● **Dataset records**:
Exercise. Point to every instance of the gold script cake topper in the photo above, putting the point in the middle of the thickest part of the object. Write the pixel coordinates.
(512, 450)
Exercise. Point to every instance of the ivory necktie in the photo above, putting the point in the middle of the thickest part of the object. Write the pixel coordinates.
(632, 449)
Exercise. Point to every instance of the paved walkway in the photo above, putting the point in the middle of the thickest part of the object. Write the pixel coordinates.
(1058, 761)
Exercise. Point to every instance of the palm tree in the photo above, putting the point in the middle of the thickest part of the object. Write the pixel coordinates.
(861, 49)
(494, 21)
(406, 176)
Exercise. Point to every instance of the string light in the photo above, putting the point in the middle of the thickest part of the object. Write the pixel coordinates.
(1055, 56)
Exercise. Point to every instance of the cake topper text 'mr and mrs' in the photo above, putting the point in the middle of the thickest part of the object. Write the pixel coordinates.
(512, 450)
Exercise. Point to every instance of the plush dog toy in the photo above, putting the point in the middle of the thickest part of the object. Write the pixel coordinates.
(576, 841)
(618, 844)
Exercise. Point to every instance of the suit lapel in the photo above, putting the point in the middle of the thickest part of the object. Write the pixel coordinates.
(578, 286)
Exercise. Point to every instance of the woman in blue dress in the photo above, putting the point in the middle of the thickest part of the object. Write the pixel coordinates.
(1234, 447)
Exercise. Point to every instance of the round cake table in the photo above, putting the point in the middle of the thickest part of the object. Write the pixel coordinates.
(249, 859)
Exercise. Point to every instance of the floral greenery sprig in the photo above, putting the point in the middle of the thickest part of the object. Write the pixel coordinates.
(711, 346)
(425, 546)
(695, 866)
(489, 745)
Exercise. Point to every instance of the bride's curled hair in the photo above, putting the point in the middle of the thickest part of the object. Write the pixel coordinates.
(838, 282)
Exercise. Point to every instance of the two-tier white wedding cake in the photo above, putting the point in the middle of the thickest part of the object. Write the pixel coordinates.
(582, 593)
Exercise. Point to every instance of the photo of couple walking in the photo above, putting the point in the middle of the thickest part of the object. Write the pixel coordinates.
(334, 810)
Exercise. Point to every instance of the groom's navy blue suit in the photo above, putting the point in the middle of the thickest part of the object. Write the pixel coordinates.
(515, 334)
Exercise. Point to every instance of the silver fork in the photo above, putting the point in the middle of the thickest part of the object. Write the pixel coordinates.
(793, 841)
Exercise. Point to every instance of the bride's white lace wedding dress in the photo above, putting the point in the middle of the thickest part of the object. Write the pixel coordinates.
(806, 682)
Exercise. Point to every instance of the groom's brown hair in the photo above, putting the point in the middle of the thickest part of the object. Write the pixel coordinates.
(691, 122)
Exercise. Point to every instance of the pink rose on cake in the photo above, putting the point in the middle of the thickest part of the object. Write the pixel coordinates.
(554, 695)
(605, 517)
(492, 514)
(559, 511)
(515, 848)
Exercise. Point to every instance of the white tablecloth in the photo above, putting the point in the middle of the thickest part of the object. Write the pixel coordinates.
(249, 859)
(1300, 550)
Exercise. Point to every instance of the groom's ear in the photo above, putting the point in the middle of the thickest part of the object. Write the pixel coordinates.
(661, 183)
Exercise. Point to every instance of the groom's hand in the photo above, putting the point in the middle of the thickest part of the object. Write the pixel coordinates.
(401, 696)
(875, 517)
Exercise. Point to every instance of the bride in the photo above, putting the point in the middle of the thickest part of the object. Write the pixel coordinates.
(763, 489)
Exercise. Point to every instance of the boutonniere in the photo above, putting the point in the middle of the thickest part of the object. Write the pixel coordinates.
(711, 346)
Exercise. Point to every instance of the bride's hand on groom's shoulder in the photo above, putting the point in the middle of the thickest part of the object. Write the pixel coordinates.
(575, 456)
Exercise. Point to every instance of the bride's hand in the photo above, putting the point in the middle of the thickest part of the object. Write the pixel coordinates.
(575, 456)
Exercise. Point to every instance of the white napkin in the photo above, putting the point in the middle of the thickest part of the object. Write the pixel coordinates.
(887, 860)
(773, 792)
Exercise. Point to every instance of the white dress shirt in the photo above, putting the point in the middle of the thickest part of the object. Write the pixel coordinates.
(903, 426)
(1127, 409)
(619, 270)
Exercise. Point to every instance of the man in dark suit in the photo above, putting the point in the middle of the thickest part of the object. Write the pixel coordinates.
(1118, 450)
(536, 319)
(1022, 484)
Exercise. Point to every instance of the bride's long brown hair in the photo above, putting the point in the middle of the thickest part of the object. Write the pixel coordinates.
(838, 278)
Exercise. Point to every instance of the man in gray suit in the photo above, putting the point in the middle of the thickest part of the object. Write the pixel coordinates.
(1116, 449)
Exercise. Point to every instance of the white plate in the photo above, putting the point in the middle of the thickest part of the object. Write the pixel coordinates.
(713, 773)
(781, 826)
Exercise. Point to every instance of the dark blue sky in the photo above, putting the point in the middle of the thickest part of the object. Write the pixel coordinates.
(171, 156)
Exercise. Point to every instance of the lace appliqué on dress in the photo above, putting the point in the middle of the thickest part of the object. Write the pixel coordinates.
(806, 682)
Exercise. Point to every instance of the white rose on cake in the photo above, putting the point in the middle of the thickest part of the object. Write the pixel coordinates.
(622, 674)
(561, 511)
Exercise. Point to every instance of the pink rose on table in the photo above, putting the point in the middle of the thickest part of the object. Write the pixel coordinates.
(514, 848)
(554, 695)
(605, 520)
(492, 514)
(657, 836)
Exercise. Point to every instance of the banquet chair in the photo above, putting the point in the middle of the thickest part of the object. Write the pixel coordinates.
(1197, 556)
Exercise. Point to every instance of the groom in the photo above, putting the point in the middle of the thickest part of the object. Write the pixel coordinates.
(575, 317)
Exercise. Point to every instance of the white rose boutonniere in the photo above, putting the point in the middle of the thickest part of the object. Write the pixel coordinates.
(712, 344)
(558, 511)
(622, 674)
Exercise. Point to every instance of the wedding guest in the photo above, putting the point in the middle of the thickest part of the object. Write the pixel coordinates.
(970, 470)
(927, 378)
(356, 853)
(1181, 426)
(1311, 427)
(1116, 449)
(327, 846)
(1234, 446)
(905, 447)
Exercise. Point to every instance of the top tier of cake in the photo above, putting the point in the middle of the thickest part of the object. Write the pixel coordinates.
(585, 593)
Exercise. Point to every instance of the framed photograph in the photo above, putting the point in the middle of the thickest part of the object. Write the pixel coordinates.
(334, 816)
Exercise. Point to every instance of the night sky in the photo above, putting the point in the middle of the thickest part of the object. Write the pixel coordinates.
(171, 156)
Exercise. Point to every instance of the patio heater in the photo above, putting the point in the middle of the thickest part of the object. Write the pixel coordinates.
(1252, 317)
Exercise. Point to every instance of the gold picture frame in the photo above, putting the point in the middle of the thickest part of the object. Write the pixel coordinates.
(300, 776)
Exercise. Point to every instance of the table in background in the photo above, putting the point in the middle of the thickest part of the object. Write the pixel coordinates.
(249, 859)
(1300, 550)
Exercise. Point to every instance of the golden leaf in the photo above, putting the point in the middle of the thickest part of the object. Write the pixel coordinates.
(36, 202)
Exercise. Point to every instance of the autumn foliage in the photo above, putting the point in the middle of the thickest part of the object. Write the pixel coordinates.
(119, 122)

● **Exercise description**: Turn every line of the records above into a JSON list of strings, with one string per line and blank lines left out.

● **Answer in full**:
[
  "Exercise. Point to every instance of the gold script cake topper in the photo above, putting the point in the middle of the thickest part of the object. Write the pixel coordinates.",
  "(512, 450)",
  "Exercise. Point to every instance of the ivory necktie in the photo above, putting the point in the middle of the thickest part of the object. Write the pixel coordinates.",
  "(632, 449)",
  "Exercise. Point to every instance of the paved walkway in the photo above, putting the point in the middle of the thickest part of the object. Write the pixel coordinates.",
  "(1058, 761)",
  "Exercise. Point to every instance of the palm tree in the photo above, putting the point in the middle of the thickest part of the object. Write the pixel coordinates.",
  "(861, 49)",
  "(494, 21)",
  "(406, 176)",
  "Exercise. Point to every instance of the string light in the photo above, putting the point in the middle of the thickest part of the object. Write the pixel coordinates.",
  "(1055, 56)",
  "Exercise. Point to every instance of the cake topper text 'mr and mrs' in the photo above, putting the point in the middle of the thickest part of the object. Write the pixel coordinates.",
  "(512, 450)",
  "Exercise. Point to every instance of the plush dog toy in the photo above, putting the point in the middle of the thickest part of the object. Write the pixel coordinates.",
  "(576, 841)",
  "(618, 844)",
  "Exercise. Point to every instance of the suit lapel in the photo above, putting the point in the middle of the thickest part of the object. Write the pixel coordinates.",
  "(578, 286)",
  "Exercise. Point to every instance of the woman in blue dress in the photo above, putting the point in the middle of the thickest part of the object. Write the pixel coordinates.",
  "(1234, 447)",
  "Exercise. Point to every instance of the round cake table in the photo above, putting the point in the middle of the thickest part of the object. Write the pixel coordinates.",
  "(249, 859)",
  "Exercise. Point to every instance of the floral greenery sprig in the photo above, putting the point in the middle of the thickest part of the object. Write the pixel coordinates.",
  "(711, 346)",
  "(425, 546)",
  "(695, 866)",
  "(489, 745)",
  "Exercise. Point to every instance of the bride's curled hair in the photo above, putting the point in the middle of the thickest part of the object. Write the pixel coordinates.",
  "(838, 282)",
  "Exercise. Point to every instance of the two-tier white wedding cake in the photo above, putting the point in the middle of the thickest part of the object. Write the pixel coordinates.",
  "(582, 593)",
  "Exercise. Point to every instance of the photo of couple walking in the photo above, putting the point in the middle of the thickest part of the object. Write the pixel coordinates.",
  "(334, 810)",
  "Exercise. Point to every instance of the groom's navy blue suit in the photo above, putting the point in the middle of the thickest part of the object. Write the pixel coordinates.",
  "(515, 334)",
  "Exercise. Point to every instance of the silver fork in the photo above, putting the point in the middle of the thickest part of the object. Write the pixel coordinates.",
  "(793, 841)",
  "Exercise. Point to every instance of the bride's white lace wedding dress in the photo above, putting the point in the middle of the thickest part of the object. Write the pixel coordinates.",
  "(806, 682)",
  "Exercise. Point to every instance of the groom's brown hair in the photo above, putting the point in the middle of the thickest part of the object. Write the pixel coordinates.",
  "(691, 122)",
  "Exercise. Point to every instance of the pink rose on cake in the photo above, putting the point in the middle of the thickest part of the object. Write the pixel coordinates.",
  "(554, 695)",
  "(605, 517)",
  "(492, 514)",
  "(559, 511)",
  "(515, 848)",
  "Exercise. Point to every instance of the white tablecloth in the photo above, putting the point in the middle of the thickest part of the object. Write the pixel coordinates.",
  "(249, 859)",
  "(1300, 550)",
  "Exercise. Point to every instance of the groom's ear in the photo above, putting the point in the middle of the thickest part of the object. Write the pixel coordinates.",
  "(661, 183)",
  "Exercise. Point to every instance of the groom's hand in the photo above, putting the point in the middle of the thickest part of the object. Write the pixel coordinates.",
  "(401, 696)",
  "(875, 517)",
  "Exercise. Point to every instance of the bride in the photo above, putting the point in the middle of the thickest part of the object. Write the pixel coordinates.",
  "(763, 489)",
  "Exercise. Point to every instance of the boutonniere in the photo above, putting the point in the middle of the thickest part of the object. Write the pixel coordinates.",
  "(711, 346)",
  "Exercise. Point to every instance of the bride's hand on groom's shoulder in the photo above, putting the point in the middle of the thickest part of the object. Write the pixel coordinates.",
  "(575, 456)",
  "Exercise. Point to every instance of the bride's hand in the photo above, putting the point in the middle of the thickest part of the object. Write the pixel coordinates.",
  "(575, 456)",
  "Exercise. Point to every instance of the white napkin in the photo above, putting the point in the middle of the thickest part of the object. Write the pixel coordinates.",
  "(887, 860)",
  "(773, 792)",
  "Exercise. Point to every instance of the white dress shirt in the photo above, putting the point in the middle of the thickest part of the object. Write the pixel coordinates.",
  "(903, 426)",
  "(1127, 409)",
  "(619, 270)",
  "Exercise. Point to every instance of the man in dark suit in the photo above, putting the point in the middle of the thickest part of the object. Write the pixel coordinates.",
  "(1118, 450)",
  "(536, 319)",
  "(1022, 484)",
  "Exercise. Point to every instance of the bride's long brown hair in the photo above, putting the point in the middle of the thickest part of the object. Write the pixel coordinates.",
  "(838, 278)",
  "Exercise. Point to every instance of the man in gray suit in the photo above, putting the point in the middle of the thickest part of the object. Write the pixel coordinates.",
  "(1116, 449)",
  "Exercise. Point to every instance of the white plate in the photo above, putting the point in the middle of the thickest part of the object. Write the pixel coordinates.",
  "(713, 773)",
  "(781, 826)",
  "Exercise. Point to every instance of the dark blue sky in the photo above, putting the point in the middle of the thickest part of the object. Write the pixel coordinates.",
  "(171, 156)",
  "Exercise. Point to every instance of the lace appliqué on dress in the photo above, putting the point in the middle of the thickest part of the object. Write the pixel coordinates.",
  "(806, 682)",
  "Exercise. Point to every instance of the white rose on cake in the photo above, putting the point in the middle of the thickest part of the object. Write the pixel coordinates.",
  "(622, 674)",
  "(561, 511)",
  "Exercise. Point to every instance of the pink rose on table in the photo above, putting the point in the middle of the thickest part of the object. Write the pixel coordinates.",
  "(514, 848)",
  "(554, 695)",
  "(605, 520)",
  "(492, 514)",
  "(657, 836)",
  "Exercise. Point to every instance of the banquet chair in the photo above, putting the point in the middle of the thickest part of the object. Write the pixel coordinates.",
  "(1197, 556)",
  "Exercise. Point to every instance of the groom in the photo above, putting the point in the middle of the thickest part of the object. Write the pixel coordinates.",
  "(575, 317)",
  "Exercise. Point to every instance of the white rose boutonniere in the photo above, putting the point in the middle of the thickest part of the object. Write the pixel coordinates.",
  "(712, 344)",
  "(558, 511)",
  "(622, 674)",
  "Exercise. Point to every instance of the wedding guest in the photo above, putting the point in the middle of the thickest part of the object. Write the pixel coordinates.",
  "(970, 470)",
  "(927, 378)",
  "(356, 853)",
  "(1181, 426)",
  "(1311, 427)",
  "(1116, 449)",
  "(327, 846)",
  "(1234, 446)",
  "(905, 447)",
  "Exercise. Point to every instance of the top tier of cake in the photo above, putting the point in the middle of the thickest part of the object. Write the pixel coordinates.",
  "(585, 593)",
  "Exercise. Point to every instance of the framed photograph in the photo above, putting the point in the middle of the thickest part of the object. Write the pixel coordinates.",
  "(334, 816)",
  "Exercise. Point to every instance of the night sky in the photo above, putting the point in the middle of the thickest part of the object. Write the pixel coordinates.",
  "(171, 156)",
  "Exercise. Point to every instance of the patio heater in the photo above, putting the point in the middle of the thickest part of the object. Write the pixel coordinates.",
  "(1252, 317)",
  "Exercise. Point to every instance of the gold picture frame in the photo above, putting the point in the middle of the thickest part of the object. Write the pixel coordinates.",
  "(300, 776)",
  "Exercise. Point to every instance of the table in background in the photo above, putting the point in the middle of the thickest part of the object. Write the pixel coordinates.",
  "(249, 859)",
  "(1300, 550)",
  "Exercise. Point to every instance of the golden leaf in the photo above, putting the point in the middle of the thickest part of the object. Write the pixel coordinates.",
  "(36, 202)",
  "Exercise. Point to every instance of the autumn foliage in the photo above, putting the point in the middle of the thickest part of the object. Write the pixel coordinates.",
  "(119, 122)"
]